Collected data
--- START ---

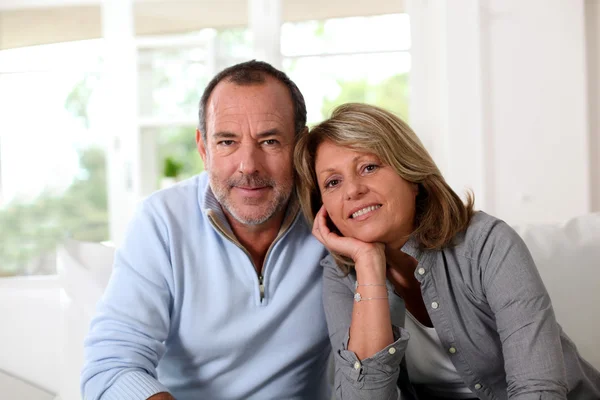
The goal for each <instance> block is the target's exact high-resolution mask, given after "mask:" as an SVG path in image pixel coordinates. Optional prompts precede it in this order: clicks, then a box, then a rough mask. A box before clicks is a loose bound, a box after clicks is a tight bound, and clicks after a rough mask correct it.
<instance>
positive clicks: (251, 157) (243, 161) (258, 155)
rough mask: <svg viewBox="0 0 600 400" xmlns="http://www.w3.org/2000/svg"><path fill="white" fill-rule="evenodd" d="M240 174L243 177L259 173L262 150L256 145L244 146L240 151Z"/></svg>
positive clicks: (250, 144) (242, 146) (246, 145)
mask: <svg viewBox="0 0 600 400" xmlns="http://www.w3.org/2000/svg"><path fill="white" fill-rule="evenodd" d="M239 151H240V152H239V155H240V158H239V165H238V172H240V173H241V174H243V175H252V174H254V173H255V172H257V171H258V166H259V165H260V159H259V158H260V149H258V148H257V147H256V145H255V144H254V143H246V144H243V145H242V146H241V148H240V150H239Z"/></svg>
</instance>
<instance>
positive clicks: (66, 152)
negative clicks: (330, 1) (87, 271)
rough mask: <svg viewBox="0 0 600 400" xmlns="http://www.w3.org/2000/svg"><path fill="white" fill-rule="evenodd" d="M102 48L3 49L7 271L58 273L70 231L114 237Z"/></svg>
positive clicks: (2, 162)
mask: <svg viewBox="0 0 600 400" xmlns="http://www.w3.org/2000/svg"><path fill="white" fill-rule="evenodd" d="M73 53H77V54H78V57H77V58H74V57H71V56H70V55H72V54H73ZM100 55H101V46H100V43H99V42H98V41H87V42H79V43H64V44H54V45H46V46H37V47H30V48H23V49H15V50H5V51H2V52H0V65H1V66H2V67H1V68H2V69H1V70H0V109H2V110H4V112H3V113H2V118H0V276H14V275H33V274H51V273H54V272H55V262H54V259H55V248H56V246H57V245H58V244H60V242H61V241H62V240H64V239H65V238H74V239H79V240H85V241H103V240H107V239H108V207H107V196H106V160H105V151H104V144H103V135H102V132H98V131H95V130H94V129H92V124H91V120H92V119H93V101H94V89H95V88H96V83H97V82H98V78H99V72H98V71H99V63H100V61H99V59H100Z"/></svg>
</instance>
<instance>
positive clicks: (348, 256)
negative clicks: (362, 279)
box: [312, 206, 386, 283]
mask: <svg viewBox="0 0 600 400" xmlns="http://www.w3.org/2000/svg"><path fill="white" fill-rule="evenodd" d="M312 234H313V235H314V236H315V237H316V238H317V239H318V240H319V242H321V243H323V245H324V246H325V247H327V249H328V250H329V251H331V252H334V253H337V254H340V255H343V256H346V257H350V258H351V259H352V260H353V261H354V264H355V268H356V272H357V273H358V274H359V275H360V274H361V272H365V273H368V274H369V280H371V279H376V283H382V282H385V269H386V263H385V246H384V244H383V243H367V242H363V241H360V240H358V239H355V238H353V237H346V236H340V235H338V234H337V233H335V232H332V231H331V230H330V229H329V227H328V226H327V210H326V209H325V206H321V209H320V210H319V212H318V213H317V215H316V216H315V222H314V224H313V229H312ZM373 273H375V275H373ZM373 283H375V282H373Z"/></svg>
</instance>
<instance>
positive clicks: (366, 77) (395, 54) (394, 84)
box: [284, 52, 410, 123]
mask: <svg viewBox="0 0 600 400" xmlns="http://www.w3.org/2000/svg"><path fill="white" fill-rule="evenodd" d="M284 69H285V70H286V72H287V73H289V75H290V77H291V78H292V79H293V80H294V81H295V82H296V83H297V84H298V86H299V88H300V90H301V91H302V93H303V95H304V98H305V100H306V106H307V111H308V121H309V123H316V122H320V121H322V120H323V119H324V118H327V117H328V116H329V115H330V114H331V111H332V110H333V108H335V106H337V105H340V104H343V103H348V102H360V103H369V104H373V105H377V106H380V107H383V108H386V109H388V110H390V111H392V112H394V113H396V114H398V115H399V116H401V117H403V118H405V119H406V118H407V117H408V104H409V87H408V72H409V71H410V54H408V53H406V52H398V53H378V54H377V53H375V54H354V55H344V56H322V57H301V58H293V59H289V58H288V59H286V60H284Z"/></svg>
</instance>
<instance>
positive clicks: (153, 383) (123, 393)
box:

--- END ---

= REQUIRED ACTION =
Bring together each line above where the string "negative" turns up.

= RESULT =
negative clicks: (330, 1) (87, 271)
negative clicks: (362, 279)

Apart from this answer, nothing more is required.